- **Directions**
The response must be a precise copy of the records that follow.

- **Data records**
========

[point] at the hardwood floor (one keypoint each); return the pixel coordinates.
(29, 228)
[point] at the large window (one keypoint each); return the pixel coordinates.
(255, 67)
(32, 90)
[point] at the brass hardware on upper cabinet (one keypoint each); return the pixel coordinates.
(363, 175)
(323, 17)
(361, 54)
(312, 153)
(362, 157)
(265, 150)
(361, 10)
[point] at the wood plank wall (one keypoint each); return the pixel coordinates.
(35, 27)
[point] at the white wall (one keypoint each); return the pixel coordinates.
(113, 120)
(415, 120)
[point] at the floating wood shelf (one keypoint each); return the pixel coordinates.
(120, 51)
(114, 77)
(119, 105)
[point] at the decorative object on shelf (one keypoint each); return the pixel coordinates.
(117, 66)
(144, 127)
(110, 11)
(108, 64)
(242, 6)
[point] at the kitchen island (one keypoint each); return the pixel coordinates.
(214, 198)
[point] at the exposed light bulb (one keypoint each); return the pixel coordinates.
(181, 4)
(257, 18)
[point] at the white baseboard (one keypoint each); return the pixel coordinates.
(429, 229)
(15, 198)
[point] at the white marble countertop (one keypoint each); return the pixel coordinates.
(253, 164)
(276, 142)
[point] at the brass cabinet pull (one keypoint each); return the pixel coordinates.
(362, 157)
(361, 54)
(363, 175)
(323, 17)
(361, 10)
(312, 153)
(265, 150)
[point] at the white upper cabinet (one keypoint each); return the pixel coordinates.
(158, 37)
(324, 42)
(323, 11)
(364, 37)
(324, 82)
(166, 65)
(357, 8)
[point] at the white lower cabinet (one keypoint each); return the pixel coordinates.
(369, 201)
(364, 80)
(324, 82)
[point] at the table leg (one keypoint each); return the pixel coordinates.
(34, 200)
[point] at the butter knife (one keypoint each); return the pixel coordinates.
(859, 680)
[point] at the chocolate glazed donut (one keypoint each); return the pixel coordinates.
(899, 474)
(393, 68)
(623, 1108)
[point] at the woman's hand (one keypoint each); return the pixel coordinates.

========

- **Answer to this problem**
[point] at the hardwood floor (one keypoint each); return the pixel coordinates.
(29, 228)
[point] at the large window (one keypoint each); return the pixel coordinates.
(255, 67)
(32, 90)
[point] at the brass hardware on upper cabinet (one keypoint each); return the pixel coordinates.
(363, 175)
(323, 17)
(361, 54)
(312, 153)
(362, 157)
(265, 150)
(361, 10)
[point] at the wood plank wall (one keypoint each); return the pixel coordinates.
(35, 27)
[point] at the white wall (one keypoint each); return the pixel coordinates.
(113, 120)
(415, 120)
[point] at the floating wood shelf (one keypoint each); return the pixel coordinates.
(120, 51)
(114, 77)
(119, 105)
[point] at the decorative object on shelf (one keypoint each); return the pixel coordinates.
(117, 66)
(144, 127)
(110, 11)
(108, 64)
(242, 6)
[point] at the kitchen island (one keypoint each); return the pixel coordinates.
(214, 198)
[point] at the exposed light bulb (one keypoint each); return the pixel coordinates.
(181, 4)
(257, 18)
[point] at the white baseboard (one keypoint each); return the pixel coordinates.
(429, 229)
(15, 198)
[point] at the white marble countertop (one keypoint each); return the pixel coordinates.
(253, 164)
(276, 142)
[point] at the brass cabinet pull (one keypoint each); return the pixel coordinates.
(362, 157)
(361, 54)
(363, 175)
(323, 17)
(361, 10)
(312, 153)
(265, 150)
[point] at the white upper cabinet (one keypoint each); return the pixel coordinates.
(158, 37)
(324, 42)
(323, 11)
(364, 37)
(324, 82)
(166, 65)
(357, 8)
[point] at the white lower cabinet (one keypoint each); return the pixel coordinates.
(369, 201)
(364, 80)
(324, 82)
[point] at the table leg (one keypoint each); return the pixel coordinates.
(34, 200)
[point] at the butter knife (one keypoint each); return the pixel coordinates.
(859, 680)
[point] at the chocolate glazed donut (one keypoint each); return the pixel coordinates.
(899, 474)
(393, 68)
(623, 1108)
[point] at the woman's hand (one keypoint each); return the pixel coordinates.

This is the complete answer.